### Tasks to complete
1/ Reproduce the passage of the Apollo exploration extract starting at "After data integration, the" and ending at "with the drillbit.".
2/ According to the Apollo exploration extract, why will a further 1100 soil samples be taken at a wider spacing? Answer in one to three sentences.
3/ State whether each statement agrees with the Apollo exploration extract, answering yes or no and quoting the deciding words: (a) Corvette covers a larger area than Apollo. (b) The company has already taken 674 soil samples from the north-west of Apollo. (c) The micro-gravity survey has already gathered data from 1335 points.

### Extract to read
____________________

A northward-trending splay of the faulted greenstone belt is believed to be the same structure that hosts Patriot Battery Metals’ Corvette deposit, about 29km north-west of Apollo. Corvette is a global-scale lithium pegmatite discovery and holds an inferred resource of 109.2 million tonnes at 1.42 per cent lithium oxide and 160 parts per million tantalum oxide.

Drilling at Corvette, which is about 26 square kilometres smaller than Apollo, has returned some impressive hits including 156m at 2.12 per cent lithium oxide. Of note, Patriot has a market cap of about $1.4 billion.

To back up its magnetic survey Lithium Universe says it has acquired data from 260 sample points as part of a ground-based micro-gravity survey and plans to do the same at a further 1335 points in the future.

Management says it has already taken 674 soil samples from the north-west of Apollo and plans to take another 1500, targeting the east-west-trending faulted structure with a low magnetic signature that is believed to be a greenstone belt. The company says further 1100 soil samples will be taken at a wider spacing to cover more splays that shoot off to the north and south in the belt.

It says the spodumene at Patriot and Winsome’s respective deposits is “coarse spodumene” suitable for a simple processing flowsheet, involving crushing and dense heavy medium separation (DMS) to produce a saleable lithium oxide concentrate at about 5.5 per cent.

After data integration, the company says it now has clusters of targets ranked into high, medium and low priority groups ready for testing with the drillbit.

Lithium Universe’s share price was up as much as 10.2 per cent on Friday’s close this morning, with the market seemingly developing a keen interest in what Apollo may offer.

____________________

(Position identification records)

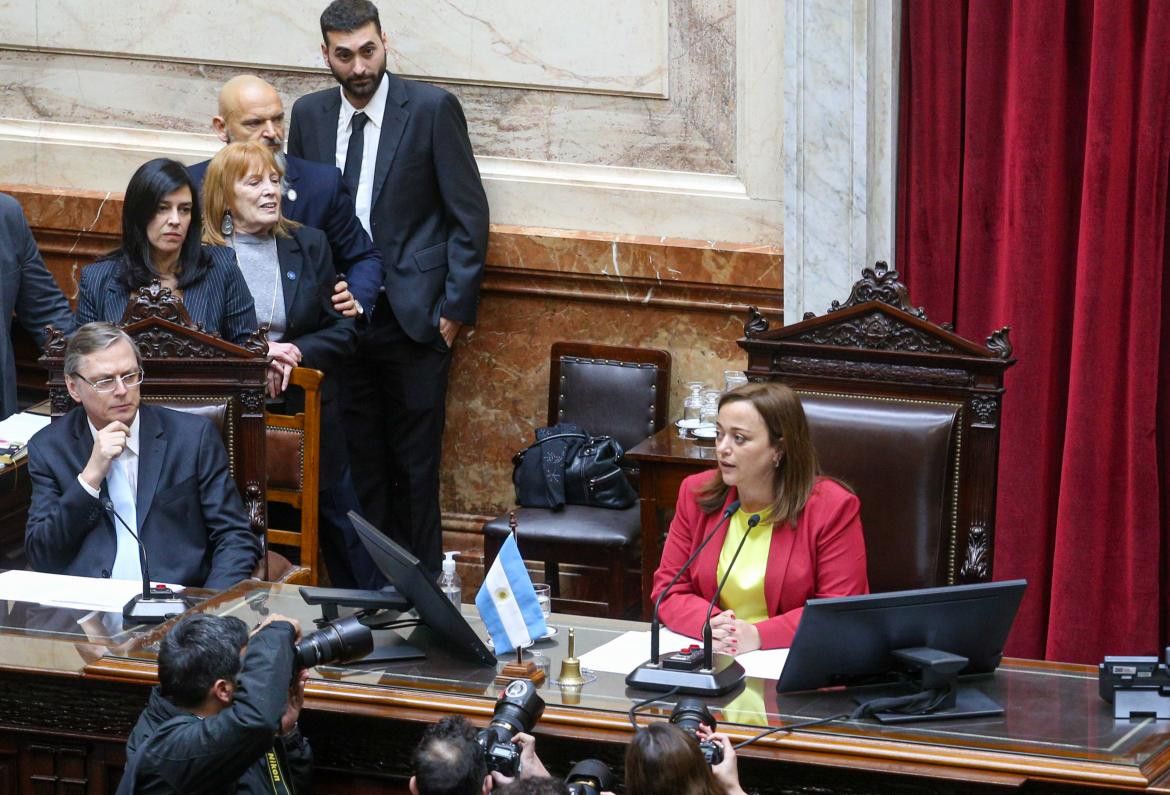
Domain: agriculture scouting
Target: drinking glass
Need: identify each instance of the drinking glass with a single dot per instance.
(544, 597)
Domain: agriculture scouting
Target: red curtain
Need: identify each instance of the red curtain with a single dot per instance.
(1034, 141)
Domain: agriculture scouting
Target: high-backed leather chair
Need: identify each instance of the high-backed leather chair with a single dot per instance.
(190, 370)
(907, 413)
(621, 392)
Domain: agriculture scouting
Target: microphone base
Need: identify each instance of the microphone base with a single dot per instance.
(724, 676)
(142, 610)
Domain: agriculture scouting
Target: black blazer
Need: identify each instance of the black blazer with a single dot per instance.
(191, 518)
(220, 301)
(428, 213)
(28, 290)
(323, 201)
(324, 337)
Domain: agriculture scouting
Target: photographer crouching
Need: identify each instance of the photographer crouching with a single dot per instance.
(220, 724)
(456, 759)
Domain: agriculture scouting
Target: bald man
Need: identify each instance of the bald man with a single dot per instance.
(249, 109)
(312, 194)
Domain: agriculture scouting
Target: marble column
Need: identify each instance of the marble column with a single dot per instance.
(840, 134)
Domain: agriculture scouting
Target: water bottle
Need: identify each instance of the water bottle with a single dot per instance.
(449, 582)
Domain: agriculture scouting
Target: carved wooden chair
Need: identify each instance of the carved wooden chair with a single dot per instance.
(621, 392)
(191, 370)
(907, 413)
(294, 470)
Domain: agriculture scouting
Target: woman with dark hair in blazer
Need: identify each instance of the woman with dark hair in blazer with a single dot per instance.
(807, 542)
(162, 231)
(289, 272)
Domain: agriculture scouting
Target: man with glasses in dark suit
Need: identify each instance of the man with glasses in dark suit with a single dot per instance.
(110, 466)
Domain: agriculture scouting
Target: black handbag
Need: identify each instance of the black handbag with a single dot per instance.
(568, 465)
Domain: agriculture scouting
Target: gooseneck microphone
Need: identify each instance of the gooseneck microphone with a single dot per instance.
(686, 671)
(655, 625)
(152, 605)
(710, 608)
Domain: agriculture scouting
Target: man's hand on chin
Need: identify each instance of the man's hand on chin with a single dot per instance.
(448, 329)
(109, 444)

____________________

### Solutions for each task
1/
After data integration, the company says it now has clusters of targets ranked into high, medium and low priority groups ready for testing with the drillbit.

2/ The further 1100 soil samples will be taken at a wider spacing to cover more of the splays that shoot off to the north and south in the greenstone belt.

3/
(a) No: "which is about 26 square kilometres smaller than Apollo"
(b) Yes: "it has already taken 674 soil samples from the north-west of Apollo"
(c) No: "plans to do the same at a further 1335 points in the future"